%%

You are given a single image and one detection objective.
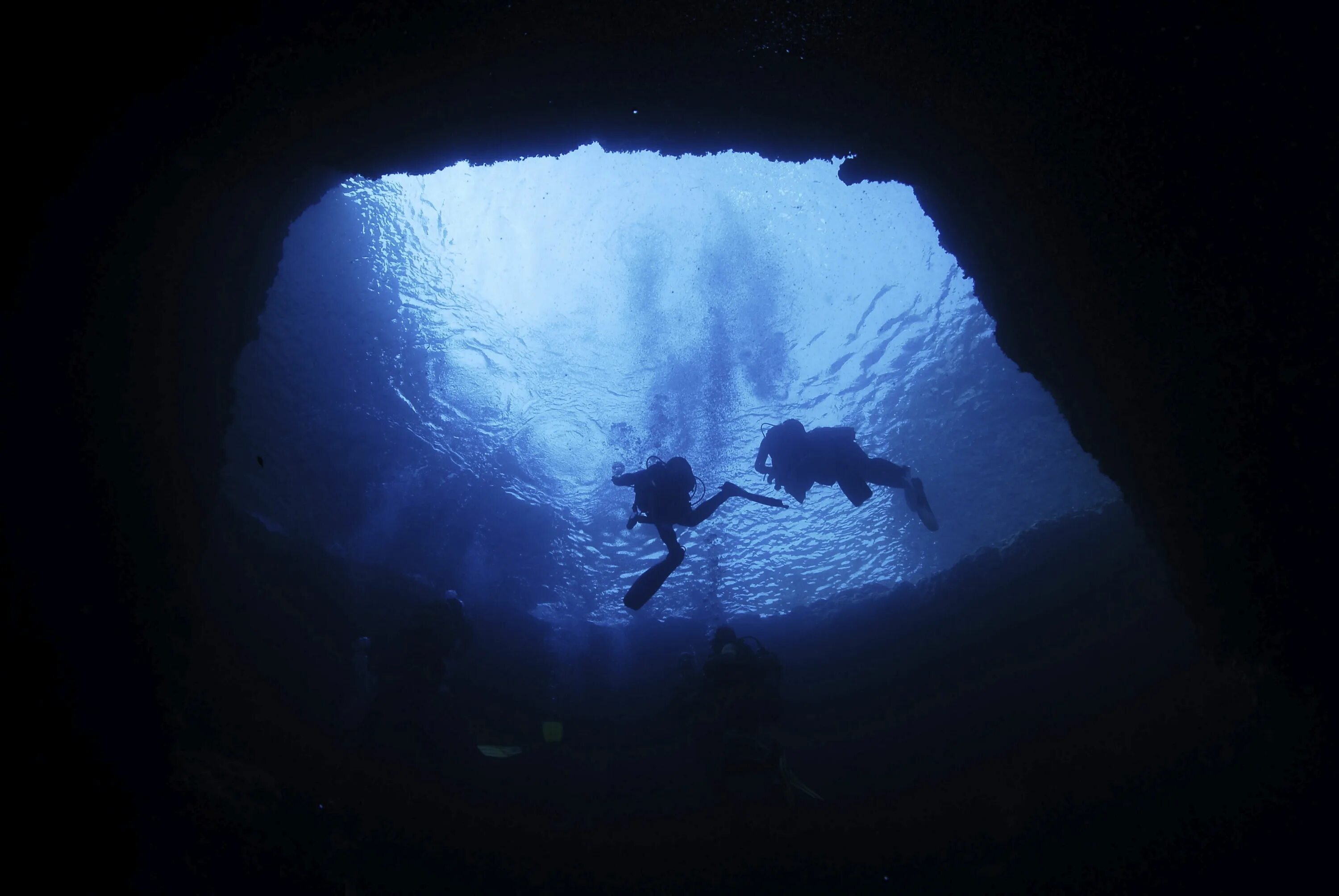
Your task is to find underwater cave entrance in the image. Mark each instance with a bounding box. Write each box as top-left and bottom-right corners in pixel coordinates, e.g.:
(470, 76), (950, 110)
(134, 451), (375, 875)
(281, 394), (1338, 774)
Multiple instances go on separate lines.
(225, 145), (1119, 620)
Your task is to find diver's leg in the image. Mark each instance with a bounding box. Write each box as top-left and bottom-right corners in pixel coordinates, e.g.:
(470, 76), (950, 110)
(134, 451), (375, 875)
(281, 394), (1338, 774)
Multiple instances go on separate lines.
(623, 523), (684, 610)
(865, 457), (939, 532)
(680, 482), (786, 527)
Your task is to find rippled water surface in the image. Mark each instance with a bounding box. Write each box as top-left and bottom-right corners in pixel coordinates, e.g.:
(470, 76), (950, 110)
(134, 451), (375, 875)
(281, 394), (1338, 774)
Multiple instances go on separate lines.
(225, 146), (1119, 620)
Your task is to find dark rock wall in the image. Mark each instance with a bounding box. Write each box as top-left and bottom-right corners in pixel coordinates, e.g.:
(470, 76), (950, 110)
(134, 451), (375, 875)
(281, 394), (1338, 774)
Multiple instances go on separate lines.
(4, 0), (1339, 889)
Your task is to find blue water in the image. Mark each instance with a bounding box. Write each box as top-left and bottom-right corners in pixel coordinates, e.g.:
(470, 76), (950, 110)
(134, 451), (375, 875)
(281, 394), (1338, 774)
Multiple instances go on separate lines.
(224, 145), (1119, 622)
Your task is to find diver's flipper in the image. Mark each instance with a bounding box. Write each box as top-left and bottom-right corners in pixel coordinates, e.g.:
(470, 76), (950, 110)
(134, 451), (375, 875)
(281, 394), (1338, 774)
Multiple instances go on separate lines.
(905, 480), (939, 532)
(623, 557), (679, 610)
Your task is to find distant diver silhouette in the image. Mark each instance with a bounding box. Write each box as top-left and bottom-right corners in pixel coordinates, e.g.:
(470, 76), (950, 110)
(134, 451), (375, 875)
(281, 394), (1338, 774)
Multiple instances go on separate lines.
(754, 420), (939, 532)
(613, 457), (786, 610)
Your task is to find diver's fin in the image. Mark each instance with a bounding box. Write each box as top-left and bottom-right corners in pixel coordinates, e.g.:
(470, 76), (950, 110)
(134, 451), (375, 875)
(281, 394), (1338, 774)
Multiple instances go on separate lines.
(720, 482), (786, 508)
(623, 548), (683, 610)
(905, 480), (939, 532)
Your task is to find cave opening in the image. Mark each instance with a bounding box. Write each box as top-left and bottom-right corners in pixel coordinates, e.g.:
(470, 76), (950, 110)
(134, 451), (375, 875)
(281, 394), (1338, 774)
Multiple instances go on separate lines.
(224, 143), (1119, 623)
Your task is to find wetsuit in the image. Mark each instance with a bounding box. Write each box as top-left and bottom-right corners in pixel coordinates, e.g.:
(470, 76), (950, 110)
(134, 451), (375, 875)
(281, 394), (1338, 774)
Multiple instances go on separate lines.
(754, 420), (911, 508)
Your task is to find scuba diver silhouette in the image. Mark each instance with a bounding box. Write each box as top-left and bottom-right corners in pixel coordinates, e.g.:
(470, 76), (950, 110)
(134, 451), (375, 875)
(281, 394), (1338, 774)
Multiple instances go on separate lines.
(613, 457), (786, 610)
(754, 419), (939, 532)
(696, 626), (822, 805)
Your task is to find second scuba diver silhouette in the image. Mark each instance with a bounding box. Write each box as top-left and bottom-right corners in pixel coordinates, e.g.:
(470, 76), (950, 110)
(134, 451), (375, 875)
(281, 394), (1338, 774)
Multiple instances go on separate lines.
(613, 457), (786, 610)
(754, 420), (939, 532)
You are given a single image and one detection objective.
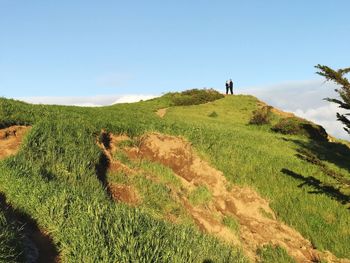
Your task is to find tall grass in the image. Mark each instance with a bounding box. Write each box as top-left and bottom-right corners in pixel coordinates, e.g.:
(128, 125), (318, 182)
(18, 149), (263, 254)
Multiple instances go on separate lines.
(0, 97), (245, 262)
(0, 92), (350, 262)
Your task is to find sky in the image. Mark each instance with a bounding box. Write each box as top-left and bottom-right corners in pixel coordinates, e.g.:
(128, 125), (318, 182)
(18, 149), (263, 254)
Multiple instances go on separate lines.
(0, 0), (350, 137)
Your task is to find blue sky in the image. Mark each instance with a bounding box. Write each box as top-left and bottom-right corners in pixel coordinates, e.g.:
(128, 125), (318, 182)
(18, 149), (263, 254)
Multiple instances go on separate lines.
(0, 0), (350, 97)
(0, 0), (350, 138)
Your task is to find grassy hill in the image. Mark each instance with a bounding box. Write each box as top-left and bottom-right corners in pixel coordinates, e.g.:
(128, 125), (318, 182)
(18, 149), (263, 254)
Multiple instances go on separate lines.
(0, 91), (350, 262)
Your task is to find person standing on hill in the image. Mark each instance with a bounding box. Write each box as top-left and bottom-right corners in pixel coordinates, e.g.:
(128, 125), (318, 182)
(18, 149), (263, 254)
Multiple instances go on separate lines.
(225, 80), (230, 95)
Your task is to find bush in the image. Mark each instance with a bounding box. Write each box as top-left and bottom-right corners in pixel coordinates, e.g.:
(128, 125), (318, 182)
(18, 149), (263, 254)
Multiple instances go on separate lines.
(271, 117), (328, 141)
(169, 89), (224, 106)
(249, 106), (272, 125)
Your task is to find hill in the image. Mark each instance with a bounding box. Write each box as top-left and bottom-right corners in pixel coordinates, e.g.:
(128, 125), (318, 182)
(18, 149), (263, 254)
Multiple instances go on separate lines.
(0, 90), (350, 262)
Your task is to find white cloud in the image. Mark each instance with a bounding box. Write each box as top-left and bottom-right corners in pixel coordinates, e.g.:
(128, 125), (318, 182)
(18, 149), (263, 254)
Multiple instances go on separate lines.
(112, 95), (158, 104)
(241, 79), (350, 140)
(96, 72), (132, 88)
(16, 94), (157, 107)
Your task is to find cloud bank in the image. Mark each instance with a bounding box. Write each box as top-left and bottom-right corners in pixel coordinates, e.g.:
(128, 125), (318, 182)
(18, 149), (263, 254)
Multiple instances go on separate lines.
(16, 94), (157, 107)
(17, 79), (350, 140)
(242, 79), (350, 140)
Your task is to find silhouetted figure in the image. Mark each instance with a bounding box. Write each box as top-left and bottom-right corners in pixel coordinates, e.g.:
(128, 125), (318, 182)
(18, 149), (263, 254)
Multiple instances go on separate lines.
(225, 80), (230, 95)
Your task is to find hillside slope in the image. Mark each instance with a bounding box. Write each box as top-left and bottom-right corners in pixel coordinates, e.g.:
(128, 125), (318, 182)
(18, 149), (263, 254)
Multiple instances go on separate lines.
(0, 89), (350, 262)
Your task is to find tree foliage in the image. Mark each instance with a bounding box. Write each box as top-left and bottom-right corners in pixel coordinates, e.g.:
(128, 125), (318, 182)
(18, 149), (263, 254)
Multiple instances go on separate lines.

%%

Task goal: Copy every item above word for word, leaving out the pictures.

Problem solution:
You are given a single image and one detection objective.
Your task is to find underwater cave entrance in the image. Mark each instance with a bounding box. Write each box as top-left and bottom-right corners in pixel coordinates, e.g.:
(470, 76), (950, 110)
(134, 451), (375, 875)
(281, 394), (1338, 774)
Multiple instances go on separate lines.
(225, 145), (1119, 620)
Your task is to find diver's leg in the image. Mark each instance with a bounding box. Write each box as top-left and bottom-right corners in pixel coordinates, e.g.:
(470, 76), (950, 110)
(134, 451), (375, 875)
(281, 394), (1338, 774)
Multiple instances go on separate lines.
(623, 523), (684, 610)
(865, 457), (939, 532)
(680, 482), (786, 527)
Your task is to find rippled water surface in the image. Mark each instance with a bounding box. Write each box as top-left and bottom-right corners in pixel coordinates, e.g.:
(470, 76), (950, 110)
(134, 451), (375, 875)
(281, 394), (1338, 774)
Multiple instances go on separate lines.
(225, 146), (1119, 620)
Your task is to find dark rock wall in the image. Mark each instance with a bounding box. Write each box as top-left and bottom-right corners in pixel coordinates, e.g.:
(470, 76), (950, 110)
(134, 451), (375, 875)
(281, 394), (1338, 774)
Multiple instances go on separate lines.
(4, 0), (1339, 889)
Your task is to find blue water in the image. Mark each instance with a bounding box. Write each box as top-left and bottom-right corners in pixel coordinates, e.g.:
(470, 76), (950, 110)
(134, 451), (375, 875)
(281, 394), (1338, 774)
Multiple instances go on separate lines.
(224, 145), (1119, 622)
Your task is to find diver's flipper in the image. Mark each instance with a bounding box. Write each box as top-left and bottom-right corners in pixel coordinates, e.g.:
(470, 76), (950, 110)
(134, 451), (375, 875)
(281, 394), (1338, 774)
Multiple instances go on separate lines.
(905, 480), (939, 532)
(623, 557), (679, 610)
Your task is to find distant diver silhouette in the image. Mark each instance with a bounding box. Write each box as top-left and bottom-right corners in pixel coordinates, e.g.:
(470, 76), (950, 110)
(134, 451), (375, 875)
(281, 394), (1338, 774)
Multiple instances go on separate lines.
(754, 420), (939, 532)
(613, 457), (786, 610)
Your task is to find diver's fin in the image. Mark each instance with a bounding box. Write each box as top-left and bottom-right corners in pixel coordinates, e.g.:
(470, 76), (950, 110)
(134, 451), (375, 875)
(281, 394), (1338, 774)
Multiple instances go on separate lines.
(720, 482), (786, 508)
(623, 548), (683, 610)
(905, 480), (939, 532)
Your task is to find cave opening in the image. Mark each instance with a bounding box. Write each box as top-left and bottom-right corners in pixel coordinates, e.g.:
(470, 76), (950, 110)
(134, 451), (375, 875)
(281, 394), (1338, 774)
Multiple instances go on separate lines.
(224, 143), (1119, 623)
Your task is to find wetsuit in the image. Mark each instance with a bounding box. Write each box as top-left and bottom-right corners in pixel coordinates, e.g.:
(470, 76), (950, 110)
(134, 451), (375, 875)
(281, 394), (1338, 774)
Multiple instances go on separate lines.
(754, 420), (911, 508)
Your task is to find scuba diver silhouette in the image. Mark each instance with a bounding box. Write each box as top-left and bottom-right corners in pixel coordinates, e.g.:
(470, 76), (950, 110)
(134, 451), (375, 875)
(281, 394), (1338, 774)
Multiple instances go on separate lines.
(613, 457), (786, 610)
(754, 419), (939, 532)
(696, 626), (822, 805)
Your task is to find second scuba diver silhouette in the image. Mark each instance with a bounding box. Write each box as top-left and bottom-right corners in pixel coordinates, e.g.:
(470, 76), (950, 110)
(134, 451), (375, 875)
(281, 394), (1338, 774)
Multiple instances go on separate lines.
(613, 457), (786, 610)
(754, 420), (939, 532)
You are given a single image and one detection objective.
Your task is to find tall grass in the image. Mark each instance with a bounding box. Write each box as top-left and bottom-right corners in pixel coordinates, e.g.:
(128, 125), (318, 182)
(18, 149), (263, 254)
Multiple instances go on separate lines.
(0, 97), (245, 262)
(0, 92), (350, 262)
Your task is to find sky in the image. Mark each instance with a bounding box. Write each box as top-left and bottom-right corners in pixel coordinates, e.g.:
(128, 125), (318, 182)
(18, 149), (263, 254)
Multiple instances go on separate lines.
(0, 0), (350, 137)
Your task is to find blue sky in the image. Mark each instance with a bounding box. Write each box as top-left and bottom-right corners in pixel coordinates, e.g.:
(128, 125), (318, 182)
(18, 149), (263, 254)
Multiple instances go on separate lines.
(0, 0), (350, 97)
(0, 0), (350, 138)
Your task is to find grassy hill in the image. Mark each instance with a bounding box. Write each box as top-left and bottom-right corners in pixel coordinates, e.g.:
(128, 125), (318, 182)
(18, 149), (263, 254)
Multiple instances go on separate lines.
(0, 91), (350, 262)
Your task is to find person standing on hill in the image. Mark each instance with a bounding box. Write each box as top-left and bottom-right corners in pixel coordinates, e.g.:
(128, 125), (318, 182)
(18, 149), (263, 254)
Multiple instances go on separate lines.
(225, 80), (230, 95)
Your task is to find bush in the image. Mark each instance with a bounding box. Write each box as top-left and bottom-right corners in pixel coordinates, e.g.:
(128, 125), (318, 182)
(18, 149), (263, 254)
Multiple instances go on separate lines.
(271, 117), (328, 141)
(169, 89), (224, 106)
(249, 106), (272, 125)
Your task is to find hill in the image. Mark each instance with a bounding box. Write each box as top-left and bottom-right corners in pixel coordinates, e.g.:
(128, 125), (318, 182)
(18, 149), (263, 254)
Multiple instances go on separate lines.
(0, 90), (350, 262)
Your task is to find white cloud in the image. Mark each instance with a bounding box. Write each box as top-left and bottom-right corners in pixel coordinates, e.g.:
(128, 125), (318, 182)
(18, 149), (263, 254)
Multiple instances go on separate lines.
(112, 95), (158, 104)
(241, 79), (350, 140)
(96, 72), (132, 88)
(16, 94), (157, 107)
Your task is to find cloud bank in the image. Mark each instance with a bounding box. Write each box as top-left and bottom-right corners in pixel coordinates, e.g.:
(128, 125), (318, 182)
(18, 149), (263, 254)
Multiple instances go on separate lines.
(16, 94), (157, 107)
(17, 79), (350, 140)
(242, 79), (350, 140)
Your task is to find silhouetted figure in the image. Mark each instance with a bounding box. Write each box as top-left and bottom-right corners in pixel coordinates, e.g.:
(128, 125), (318, 182)
(18, 149), (263, 254)
Multiple instances go on separate lines.
(225, 80), (230, 95)
Your task is to find hillside slope in the image. Mark each instance with a bounding box. Write each box as top-left and bottom-right corners in pixel coordinates, e.g.:
(128, 125), (318, 182)
(18, 149), (263, 254)
Multiple instances go on separate lines.
(0, 89), (350, 262)
Your task is to find tree foliage in the image. Mark each instance with a bounding box. Write each box as top-left and bottom-right corners in pixel coordinates, e.g.:
(128, 125), (318, 182)
(18, 149), (263, 254)
Multiple instances go on separate lines.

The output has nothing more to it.